- [Text extract]
########################################
In his influential book Why Marriages Succeed or Fail, psychologist John Gottman describes the intensifying marital tempest of Eric and Pamela, a couple he interviewed extensively. Year by year, their relationship grew worse, eventually deteriorating to the point that Eric would shut down at the first sign of conflict, muttering a few monosyllabic responses before escaping to the local tavern.
The pattern may sound familiar. Often, in the midst of a heated dispute between romantic partners, one of them simply withdraws from the interaction. For the person on the receiving end, it can feel like they’ve hit an insurmountable barrier.
What Is Stonewalling?
Stonewalling is a refusal to communicate or express emotions. The stonewaller contributes little (if anything) to the conversation, often changing the subject or outright ignoring their partner. They may even physically remove themselves from the situation.
########################################
- [Data listing]
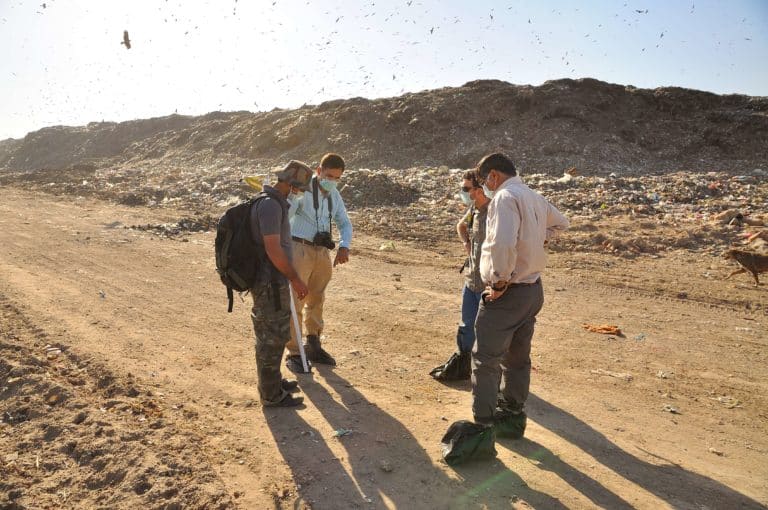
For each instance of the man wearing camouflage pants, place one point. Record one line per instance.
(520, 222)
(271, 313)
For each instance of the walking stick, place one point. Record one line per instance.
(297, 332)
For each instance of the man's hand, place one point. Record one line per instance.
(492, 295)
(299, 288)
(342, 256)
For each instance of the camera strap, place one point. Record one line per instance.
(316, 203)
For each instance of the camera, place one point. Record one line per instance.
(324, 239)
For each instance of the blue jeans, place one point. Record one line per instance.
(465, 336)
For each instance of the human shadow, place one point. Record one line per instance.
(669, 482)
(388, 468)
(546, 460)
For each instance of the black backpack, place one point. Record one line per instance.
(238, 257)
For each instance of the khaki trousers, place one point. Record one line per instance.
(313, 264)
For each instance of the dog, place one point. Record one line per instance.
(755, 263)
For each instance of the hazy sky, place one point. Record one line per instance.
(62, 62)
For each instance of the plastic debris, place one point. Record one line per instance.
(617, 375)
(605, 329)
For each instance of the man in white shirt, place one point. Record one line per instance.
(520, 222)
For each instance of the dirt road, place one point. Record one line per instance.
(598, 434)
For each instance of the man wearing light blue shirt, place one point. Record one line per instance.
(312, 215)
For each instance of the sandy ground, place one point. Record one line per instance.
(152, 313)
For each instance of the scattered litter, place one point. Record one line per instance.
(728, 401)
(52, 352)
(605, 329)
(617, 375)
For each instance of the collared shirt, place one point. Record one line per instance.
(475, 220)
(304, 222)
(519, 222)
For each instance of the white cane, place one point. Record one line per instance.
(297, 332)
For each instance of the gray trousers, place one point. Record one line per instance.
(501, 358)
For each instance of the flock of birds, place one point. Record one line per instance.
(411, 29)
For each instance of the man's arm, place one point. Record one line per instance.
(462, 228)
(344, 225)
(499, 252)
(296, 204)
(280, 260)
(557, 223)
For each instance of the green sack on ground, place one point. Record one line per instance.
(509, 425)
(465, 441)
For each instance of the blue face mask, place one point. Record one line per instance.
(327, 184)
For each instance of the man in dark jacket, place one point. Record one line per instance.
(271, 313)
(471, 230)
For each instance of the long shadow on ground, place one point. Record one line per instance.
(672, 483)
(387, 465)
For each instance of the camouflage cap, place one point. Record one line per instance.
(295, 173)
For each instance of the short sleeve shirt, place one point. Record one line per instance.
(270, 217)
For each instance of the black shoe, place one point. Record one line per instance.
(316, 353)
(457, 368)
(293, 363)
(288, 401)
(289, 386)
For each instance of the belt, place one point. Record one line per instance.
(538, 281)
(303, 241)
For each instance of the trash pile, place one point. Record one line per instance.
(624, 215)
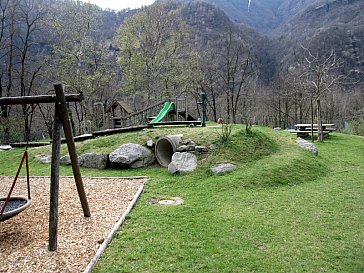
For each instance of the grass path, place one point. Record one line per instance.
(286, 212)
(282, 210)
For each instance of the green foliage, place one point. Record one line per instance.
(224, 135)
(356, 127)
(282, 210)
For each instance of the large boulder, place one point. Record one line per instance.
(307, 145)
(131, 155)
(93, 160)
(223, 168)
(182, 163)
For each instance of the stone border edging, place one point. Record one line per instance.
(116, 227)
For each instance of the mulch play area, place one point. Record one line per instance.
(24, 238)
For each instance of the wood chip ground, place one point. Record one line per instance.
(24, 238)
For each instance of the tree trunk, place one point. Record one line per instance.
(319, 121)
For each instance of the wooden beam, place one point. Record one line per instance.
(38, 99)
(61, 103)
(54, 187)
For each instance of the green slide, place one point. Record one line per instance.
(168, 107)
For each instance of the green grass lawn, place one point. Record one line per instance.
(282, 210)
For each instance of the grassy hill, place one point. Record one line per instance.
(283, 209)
########################################
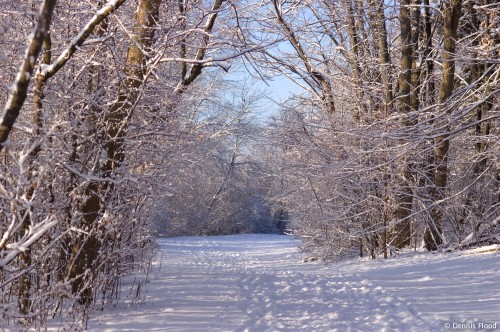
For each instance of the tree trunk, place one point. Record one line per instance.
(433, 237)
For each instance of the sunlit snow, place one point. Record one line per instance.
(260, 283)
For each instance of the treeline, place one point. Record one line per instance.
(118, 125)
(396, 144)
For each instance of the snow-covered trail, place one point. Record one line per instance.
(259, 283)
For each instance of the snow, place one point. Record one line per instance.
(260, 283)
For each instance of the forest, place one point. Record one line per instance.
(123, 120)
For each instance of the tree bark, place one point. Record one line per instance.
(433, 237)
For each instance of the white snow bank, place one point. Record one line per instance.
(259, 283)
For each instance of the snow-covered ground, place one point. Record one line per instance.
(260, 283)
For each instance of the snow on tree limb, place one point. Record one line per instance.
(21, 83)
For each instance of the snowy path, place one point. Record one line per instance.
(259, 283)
########################################
- [Problem details]
In the text on stonewalling, list each behavior of the stonewaller named in the two sentences that follow the definition "Stonewalling is a refusal to communicate or express emotions." The listing was drawn from a separate source.

- [Task answer]
- Contributes little (if anything) to the conversation
- Changes the subject
- Outright ignores their partner
- Physically removes themselves from the situation